Testo estratto:

----

Rock Impressions
 

INTERVISTA A LELIO PADOVANI
di Massimo Salari

Ciao Lelio, tu hai iniziato a suonare in giovane età, ti sei dilettato fra basso e chitarra, cosa ti ha spinto a dedicarti di più a quest’ ultimo strumento?
Quando ho iniziato a suonare i miei idoli musicali erano gli Who, quindi sono stato fortemente indeciso se essere il solista del gruppo (John Entwhistle) o la mente creativa (Pete Townshend): ho capito ben presto che la creatività mi attraeva di più. Ricordo di avere “composto” un brano musicale subito dopo avere imparato i primi accordi… Armonicamente ho più libertà con la chitarra, anche se mi piace ancora molto il basso: ne ho comprato uno a 5 corde per suonarlo sul cd e mi sono divertito tantissimo.

Parlaci del tuo nuovo lavoro, “The Big Picture”, a cosa si ispirano i brani?
Il Cd è nato dall’idea di esplorare le melodie, anziché partire da riff o sequenze di accordi; il concetto è stato quindi quello di costruire, quasi geometricamente, gli arrangiamenti dei brani “sotto” di esse, lavorando, per così dire, al contrario. In realtà questo sistema permette di produrre melodie che abbiano valore anche da sole, cantabili; è più libera anche la fase di arrangiamento, non legata in partenza agli accordi. I titoli sono venuti per ultimi, dopo le composizioni, e si riferiscono alle atmosfere che mi hanno suggerito:
- Escape è rapida, incalzante, come appunto una fuga;
- The Novel si sviluppa dal tema, che viene ripreso varie volte;
- On The Beach è un solare 5/4 con sorpresa finale;
- In The Brave Melody la ritmica è stata semplificata al massimo per fare risaltare la melodia. E’ un chiaro esempio del procedimento di scrivere per intero le melodie. Il brano è diviso in sei parti, che hanno in comune un tema di quattro battute.

----

Dati forniti:
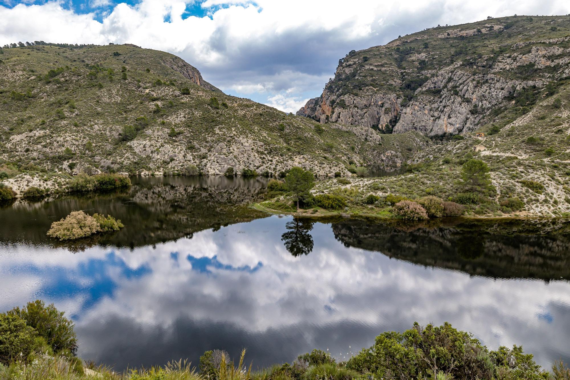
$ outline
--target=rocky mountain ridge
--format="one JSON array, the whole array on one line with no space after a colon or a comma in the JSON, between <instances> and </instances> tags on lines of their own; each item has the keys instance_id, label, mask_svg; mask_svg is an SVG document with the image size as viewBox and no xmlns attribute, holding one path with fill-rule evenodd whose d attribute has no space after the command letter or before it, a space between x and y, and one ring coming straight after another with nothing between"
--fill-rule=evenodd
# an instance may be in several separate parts
<instances>
[{"instance_id":1,"label":"rocky mountain ridge","mask_svg":"<svg viewBox=\"0 0 570 380\"><path fill-rule=\"evenodd\" d=\"M297 115L387 133L473 132L553 94L570 75L569 35L568 16L518 16L352 51Z\"/></svg>"}]
</instances>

----

Da fare: Sostituisci "chitarra" con "tastiera" nel passo dell'intervista a Lelio Padovani che va da "Rock Impressions" fino a "ispirano i brani?" compreso, e riscrivi il passo così modificato.

Soluzione:
Rock Impressions
 

INTERVISTA A LELIO PADOVANI
di Massimo Salari

Ciao Lelio, tu hai iniziato a suonare in giovane età, ti sei dilettato fra basso e tastiera, cosa ti ha spinto a dedicarti di più a quest’ ultimo strumento?
Quando ho iniziato a suonare i miei idoli musicali erano gli Who, quindi sono stato fortemente indeciso se essere il solista del gruppo (John Entwhistle) o la mente creativa (Pete Townshend): ho capito ben presto che la creatività mi attraeva di più. Ricordo di avere “composto” un brano musicale subito dopo avere imparato i primi accordi… Armonicamente ho più libertà con la tastiera, anche se mi piace ancora molto il basso: ne ho comprato uno a 5 corde per suonarlo sul cd e mi sono divertito tantissimo.

Parlaci del tuo nuovo lavoro, “The Big Picture”, a cosa si ispirano i brani?